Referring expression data
========================================================================

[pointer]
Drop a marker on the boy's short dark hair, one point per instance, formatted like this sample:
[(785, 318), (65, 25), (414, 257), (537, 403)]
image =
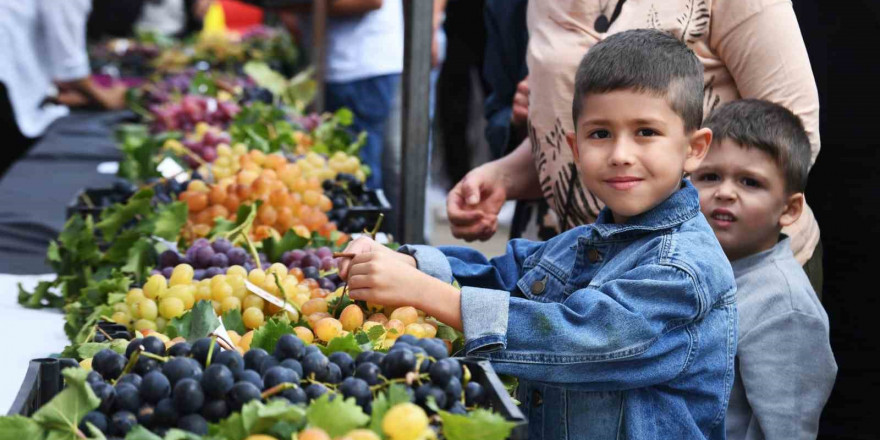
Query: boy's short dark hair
[(769, 127), (643, 60)]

========================================================================

Although the records contain pictures, restate them word for word with those pictures left out.

### RESPONSE AREA
[pointer]
Drop a marker on the boy's short dark hair, one point per instance, formatted like this sample:
[(785, 318), (65, 25), (414, 257), (537, 403)]
image =
Query: boy's short dark hair
[(769, 127), (643, 60)]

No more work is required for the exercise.